◆ TASK DETAILS ◆
Reproduce verbatim the lines of the rows below, beginning at the line that contains "</instance>" and ending after the line that contains "rough mask: <svg", with both of those lines included.

◆ RECORDS SUPPLIED ◆
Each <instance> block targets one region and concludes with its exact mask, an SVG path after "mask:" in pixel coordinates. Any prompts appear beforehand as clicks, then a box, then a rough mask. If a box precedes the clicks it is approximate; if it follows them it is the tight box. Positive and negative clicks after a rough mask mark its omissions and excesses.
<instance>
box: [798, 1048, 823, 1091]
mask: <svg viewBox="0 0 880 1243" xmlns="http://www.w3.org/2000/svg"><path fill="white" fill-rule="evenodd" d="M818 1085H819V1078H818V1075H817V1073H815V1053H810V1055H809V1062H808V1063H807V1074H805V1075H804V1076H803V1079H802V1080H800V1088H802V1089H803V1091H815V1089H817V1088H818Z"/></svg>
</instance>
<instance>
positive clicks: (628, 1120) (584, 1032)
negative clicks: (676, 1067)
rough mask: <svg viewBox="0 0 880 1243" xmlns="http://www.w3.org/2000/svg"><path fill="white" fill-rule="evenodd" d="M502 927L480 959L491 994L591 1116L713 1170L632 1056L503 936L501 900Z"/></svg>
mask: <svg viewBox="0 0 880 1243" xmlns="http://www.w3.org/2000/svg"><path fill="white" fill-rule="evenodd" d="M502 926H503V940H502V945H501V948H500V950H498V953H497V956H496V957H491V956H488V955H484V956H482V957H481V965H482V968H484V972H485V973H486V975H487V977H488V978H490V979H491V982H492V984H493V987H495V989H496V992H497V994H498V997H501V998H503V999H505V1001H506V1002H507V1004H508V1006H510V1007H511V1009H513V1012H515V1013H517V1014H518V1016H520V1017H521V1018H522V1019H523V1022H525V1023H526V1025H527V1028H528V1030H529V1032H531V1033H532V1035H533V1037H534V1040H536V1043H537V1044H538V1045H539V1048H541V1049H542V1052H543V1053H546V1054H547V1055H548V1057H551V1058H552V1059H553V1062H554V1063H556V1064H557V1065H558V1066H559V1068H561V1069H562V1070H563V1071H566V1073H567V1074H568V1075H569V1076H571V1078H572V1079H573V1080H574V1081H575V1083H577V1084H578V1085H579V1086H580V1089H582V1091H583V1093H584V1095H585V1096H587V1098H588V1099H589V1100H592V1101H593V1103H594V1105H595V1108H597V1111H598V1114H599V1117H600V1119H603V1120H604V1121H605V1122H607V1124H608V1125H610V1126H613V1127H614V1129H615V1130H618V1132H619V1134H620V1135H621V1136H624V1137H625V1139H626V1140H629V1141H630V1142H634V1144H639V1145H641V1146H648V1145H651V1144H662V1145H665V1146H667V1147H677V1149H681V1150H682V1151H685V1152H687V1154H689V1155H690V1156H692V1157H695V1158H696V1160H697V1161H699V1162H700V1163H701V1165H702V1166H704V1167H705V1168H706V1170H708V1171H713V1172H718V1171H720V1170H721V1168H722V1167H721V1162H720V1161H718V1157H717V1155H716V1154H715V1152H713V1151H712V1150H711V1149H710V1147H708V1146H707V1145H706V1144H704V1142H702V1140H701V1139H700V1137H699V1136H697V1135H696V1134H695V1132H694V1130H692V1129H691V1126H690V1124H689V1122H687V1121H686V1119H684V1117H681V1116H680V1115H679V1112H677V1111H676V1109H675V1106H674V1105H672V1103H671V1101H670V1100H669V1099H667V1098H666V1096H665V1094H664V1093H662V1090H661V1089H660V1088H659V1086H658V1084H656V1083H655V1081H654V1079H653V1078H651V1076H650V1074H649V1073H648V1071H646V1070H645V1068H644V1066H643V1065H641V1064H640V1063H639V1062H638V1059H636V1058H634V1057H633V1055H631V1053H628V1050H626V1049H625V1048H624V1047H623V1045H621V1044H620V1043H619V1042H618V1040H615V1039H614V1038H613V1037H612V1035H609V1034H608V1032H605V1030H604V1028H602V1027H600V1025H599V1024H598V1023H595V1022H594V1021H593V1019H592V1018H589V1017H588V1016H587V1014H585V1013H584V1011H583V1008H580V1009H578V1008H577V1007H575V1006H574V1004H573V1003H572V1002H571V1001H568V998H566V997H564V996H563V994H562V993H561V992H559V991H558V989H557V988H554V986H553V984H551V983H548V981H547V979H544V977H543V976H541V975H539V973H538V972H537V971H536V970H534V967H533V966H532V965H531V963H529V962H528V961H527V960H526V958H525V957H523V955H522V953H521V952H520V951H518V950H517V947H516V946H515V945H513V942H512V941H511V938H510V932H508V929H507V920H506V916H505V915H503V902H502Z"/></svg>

◆ RESPONSE ◆
</instance>
<instance>
positive clicks: (628, 1120) (584, 1032)
negative clicks: (676, 1067)
rough mask: <svg viewBox="0 0 880 1243" xmlns="http://www.w3.org/2000/svg"><path fill="white" fill-rule="evenodd" d="M502 927L480 959L491 994L591 1116L713 1170L632 1056L503 936L501 900Z"/></svg>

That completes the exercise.